(WORK ORDER):
Every line containing "stainless" should be copied out. Go through the entries and find them.

□ □ □ □

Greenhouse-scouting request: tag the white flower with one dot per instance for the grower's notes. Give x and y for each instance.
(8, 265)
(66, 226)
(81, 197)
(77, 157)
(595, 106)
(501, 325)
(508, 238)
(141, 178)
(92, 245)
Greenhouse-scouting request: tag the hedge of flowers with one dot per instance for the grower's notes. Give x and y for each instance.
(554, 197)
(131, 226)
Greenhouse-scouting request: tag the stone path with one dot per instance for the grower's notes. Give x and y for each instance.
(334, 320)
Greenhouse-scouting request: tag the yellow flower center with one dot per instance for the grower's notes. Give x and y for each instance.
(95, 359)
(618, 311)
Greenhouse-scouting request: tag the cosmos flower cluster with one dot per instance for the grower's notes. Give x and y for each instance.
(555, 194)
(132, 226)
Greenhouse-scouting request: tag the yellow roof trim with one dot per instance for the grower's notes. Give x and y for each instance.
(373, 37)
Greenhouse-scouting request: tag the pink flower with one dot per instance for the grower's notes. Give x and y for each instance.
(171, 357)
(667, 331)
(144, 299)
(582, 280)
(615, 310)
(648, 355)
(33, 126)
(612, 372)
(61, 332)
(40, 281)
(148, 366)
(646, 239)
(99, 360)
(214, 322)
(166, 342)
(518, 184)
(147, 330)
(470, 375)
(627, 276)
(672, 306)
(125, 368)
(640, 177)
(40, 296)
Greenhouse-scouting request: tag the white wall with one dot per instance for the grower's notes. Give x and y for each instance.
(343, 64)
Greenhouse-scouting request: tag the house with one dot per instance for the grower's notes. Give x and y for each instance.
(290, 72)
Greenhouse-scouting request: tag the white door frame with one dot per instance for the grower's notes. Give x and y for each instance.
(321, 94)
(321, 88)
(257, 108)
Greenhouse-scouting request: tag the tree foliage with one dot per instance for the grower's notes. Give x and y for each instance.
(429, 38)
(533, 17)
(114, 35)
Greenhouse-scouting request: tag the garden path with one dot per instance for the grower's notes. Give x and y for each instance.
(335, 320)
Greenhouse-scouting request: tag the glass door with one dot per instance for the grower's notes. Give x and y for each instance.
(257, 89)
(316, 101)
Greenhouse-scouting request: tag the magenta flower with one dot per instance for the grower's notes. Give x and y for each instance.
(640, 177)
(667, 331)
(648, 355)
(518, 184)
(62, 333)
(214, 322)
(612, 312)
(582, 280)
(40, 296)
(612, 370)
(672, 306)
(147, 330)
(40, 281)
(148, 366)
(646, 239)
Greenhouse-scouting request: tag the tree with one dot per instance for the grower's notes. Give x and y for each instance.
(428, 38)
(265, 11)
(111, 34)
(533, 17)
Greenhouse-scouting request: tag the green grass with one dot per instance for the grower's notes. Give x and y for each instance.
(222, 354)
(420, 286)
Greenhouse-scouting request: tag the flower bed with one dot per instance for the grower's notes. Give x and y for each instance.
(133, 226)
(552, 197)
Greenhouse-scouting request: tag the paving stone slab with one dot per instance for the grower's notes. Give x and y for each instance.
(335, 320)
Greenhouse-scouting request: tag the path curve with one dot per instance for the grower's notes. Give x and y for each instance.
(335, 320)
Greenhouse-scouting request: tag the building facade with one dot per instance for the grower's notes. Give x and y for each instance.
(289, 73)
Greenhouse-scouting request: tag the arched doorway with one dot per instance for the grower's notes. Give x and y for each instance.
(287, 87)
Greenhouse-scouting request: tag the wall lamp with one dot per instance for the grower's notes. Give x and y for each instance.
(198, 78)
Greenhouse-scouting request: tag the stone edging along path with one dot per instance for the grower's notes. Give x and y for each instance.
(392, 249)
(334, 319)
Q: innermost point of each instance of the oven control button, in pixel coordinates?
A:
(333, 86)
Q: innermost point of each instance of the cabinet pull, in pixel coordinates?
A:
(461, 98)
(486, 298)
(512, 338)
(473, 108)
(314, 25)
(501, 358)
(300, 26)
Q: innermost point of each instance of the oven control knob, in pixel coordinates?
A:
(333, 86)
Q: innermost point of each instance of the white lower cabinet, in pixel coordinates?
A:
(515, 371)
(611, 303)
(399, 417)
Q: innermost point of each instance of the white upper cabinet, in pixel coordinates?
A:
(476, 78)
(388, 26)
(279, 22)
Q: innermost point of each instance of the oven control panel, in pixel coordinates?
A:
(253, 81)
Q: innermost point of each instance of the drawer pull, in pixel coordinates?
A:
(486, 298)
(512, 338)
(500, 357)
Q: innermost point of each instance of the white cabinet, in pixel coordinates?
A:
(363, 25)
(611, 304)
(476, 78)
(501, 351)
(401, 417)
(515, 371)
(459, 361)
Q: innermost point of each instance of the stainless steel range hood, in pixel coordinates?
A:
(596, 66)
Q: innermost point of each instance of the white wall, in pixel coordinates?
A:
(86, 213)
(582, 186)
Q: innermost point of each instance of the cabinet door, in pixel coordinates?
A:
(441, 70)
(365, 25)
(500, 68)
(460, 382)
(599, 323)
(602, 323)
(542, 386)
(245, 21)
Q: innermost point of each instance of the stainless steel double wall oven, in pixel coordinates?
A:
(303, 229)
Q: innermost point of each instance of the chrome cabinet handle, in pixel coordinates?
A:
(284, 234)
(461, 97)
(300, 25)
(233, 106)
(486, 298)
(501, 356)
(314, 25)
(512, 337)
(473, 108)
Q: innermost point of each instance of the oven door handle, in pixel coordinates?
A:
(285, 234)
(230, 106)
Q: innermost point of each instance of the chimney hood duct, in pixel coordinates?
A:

□ □ □ □

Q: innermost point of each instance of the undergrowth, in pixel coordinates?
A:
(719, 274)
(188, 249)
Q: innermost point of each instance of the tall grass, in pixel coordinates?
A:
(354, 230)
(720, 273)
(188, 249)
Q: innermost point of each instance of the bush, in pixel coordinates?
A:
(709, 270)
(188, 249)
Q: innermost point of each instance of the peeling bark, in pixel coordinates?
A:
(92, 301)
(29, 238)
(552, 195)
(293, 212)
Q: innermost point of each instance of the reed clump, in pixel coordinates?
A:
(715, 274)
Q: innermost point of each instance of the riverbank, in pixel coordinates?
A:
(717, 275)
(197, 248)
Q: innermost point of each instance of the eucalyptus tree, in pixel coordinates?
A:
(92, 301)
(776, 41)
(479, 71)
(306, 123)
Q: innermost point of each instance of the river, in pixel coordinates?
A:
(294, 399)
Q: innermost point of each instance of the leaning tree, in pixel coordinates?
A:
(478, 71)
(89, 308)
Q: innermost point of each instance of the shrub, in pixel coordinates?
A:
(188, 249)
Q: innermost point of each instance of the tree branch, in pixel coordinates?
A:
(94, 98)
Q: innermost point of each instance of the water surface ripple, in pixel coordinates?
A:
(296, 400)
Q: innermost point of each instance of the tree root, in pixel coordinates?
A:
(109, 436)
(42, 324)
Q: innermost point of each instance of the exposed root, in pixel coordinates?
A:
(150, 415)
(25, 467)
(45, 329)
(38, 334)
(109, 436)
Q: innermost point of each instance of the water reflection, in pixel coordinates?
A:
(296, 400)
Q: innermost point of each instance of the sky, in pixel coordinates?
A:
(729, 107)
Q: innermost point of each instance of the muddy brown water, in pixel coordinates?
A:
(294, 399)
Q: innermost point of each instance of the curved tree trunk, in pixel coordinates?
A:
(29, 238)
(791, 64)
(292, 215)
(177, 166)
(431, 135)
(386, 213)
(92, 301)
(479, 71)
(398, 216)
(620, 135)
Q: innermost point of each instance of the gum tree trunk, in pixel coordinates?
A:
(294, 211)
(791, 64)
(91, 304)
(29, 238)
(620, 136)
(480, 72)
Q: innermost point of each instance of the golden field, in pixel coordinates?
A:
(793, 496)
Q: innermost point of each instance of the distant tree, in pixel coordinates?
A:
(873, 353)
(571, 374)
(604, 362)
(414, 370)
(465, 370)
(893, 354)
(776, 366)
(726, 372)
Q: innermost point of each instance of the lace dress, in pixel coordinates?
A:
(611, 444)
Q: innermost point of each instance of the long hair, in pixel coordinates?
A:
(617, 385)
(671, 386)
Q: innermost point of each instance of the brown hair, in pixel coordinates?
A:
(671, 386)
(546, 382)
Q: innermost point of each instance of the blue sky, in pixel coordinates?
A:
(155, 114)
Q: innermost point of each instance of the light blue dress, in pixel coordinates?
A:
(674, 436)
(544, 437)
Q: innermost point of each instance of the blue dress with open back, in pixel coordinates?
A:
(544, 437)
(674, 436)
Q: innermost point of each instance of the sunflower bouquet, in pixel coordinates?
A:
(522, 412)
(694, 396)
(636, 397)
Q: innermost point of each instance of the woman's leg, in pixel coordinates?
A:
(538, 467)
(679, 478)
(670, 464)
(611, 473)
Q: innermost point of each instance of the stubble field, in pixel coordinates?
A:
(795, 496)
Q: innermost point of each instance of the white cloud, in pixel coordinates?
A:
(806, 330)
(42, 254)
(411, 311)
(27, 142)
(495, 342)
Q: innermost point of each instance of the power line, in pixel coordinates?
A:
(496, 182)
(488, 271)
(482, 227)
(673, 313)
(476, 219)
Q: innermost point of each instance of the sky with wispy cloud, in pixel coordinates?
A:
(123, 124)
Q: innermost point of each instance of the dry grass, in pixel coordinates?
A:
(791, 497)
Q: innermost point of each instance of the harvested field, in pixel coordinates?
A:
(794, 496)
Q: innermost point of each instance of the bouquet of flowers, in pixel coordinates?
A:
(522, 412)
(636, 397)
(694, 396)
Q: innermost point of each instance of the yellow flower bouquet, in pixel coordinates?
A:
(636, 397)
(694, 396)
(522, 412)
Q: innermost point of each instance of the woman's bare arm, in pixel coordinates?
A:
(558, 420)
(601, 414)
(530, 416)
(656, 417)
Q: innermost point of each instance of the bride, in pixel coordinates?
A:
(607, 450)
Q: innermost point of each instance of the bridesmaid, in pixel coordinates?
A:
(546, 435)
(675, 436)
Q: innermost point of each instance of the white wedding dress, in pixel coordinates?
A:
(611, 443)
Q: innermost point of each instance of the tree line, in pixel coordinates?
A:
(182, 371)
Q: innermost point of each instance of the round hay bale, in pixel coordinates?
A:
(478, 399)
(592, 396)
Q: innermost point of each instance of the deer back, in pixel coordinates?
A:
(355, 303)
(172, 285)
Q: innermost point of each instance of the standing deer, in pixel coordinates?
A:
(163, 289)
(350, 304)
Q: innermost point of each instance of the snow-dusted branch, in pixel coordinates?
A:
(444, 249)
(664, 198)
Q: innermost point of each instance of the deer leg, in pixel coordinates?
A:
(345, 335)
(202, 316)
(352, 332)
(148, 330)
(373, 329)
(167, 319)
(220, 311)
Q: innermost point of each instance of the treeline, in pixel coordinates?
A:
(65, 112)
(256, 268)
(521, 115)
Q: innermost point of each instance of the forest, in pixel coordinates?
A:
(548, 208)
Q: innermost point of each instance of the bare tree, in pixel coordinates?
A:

□ □ □ □

(ANSWER TO THIS PROBLEM):
Q: innermost point of each instance of the stainless steel range hood, in pixel coordinates?
Q: innermost point of each instance of the stainless steel double wall oven, in pixel coordinates?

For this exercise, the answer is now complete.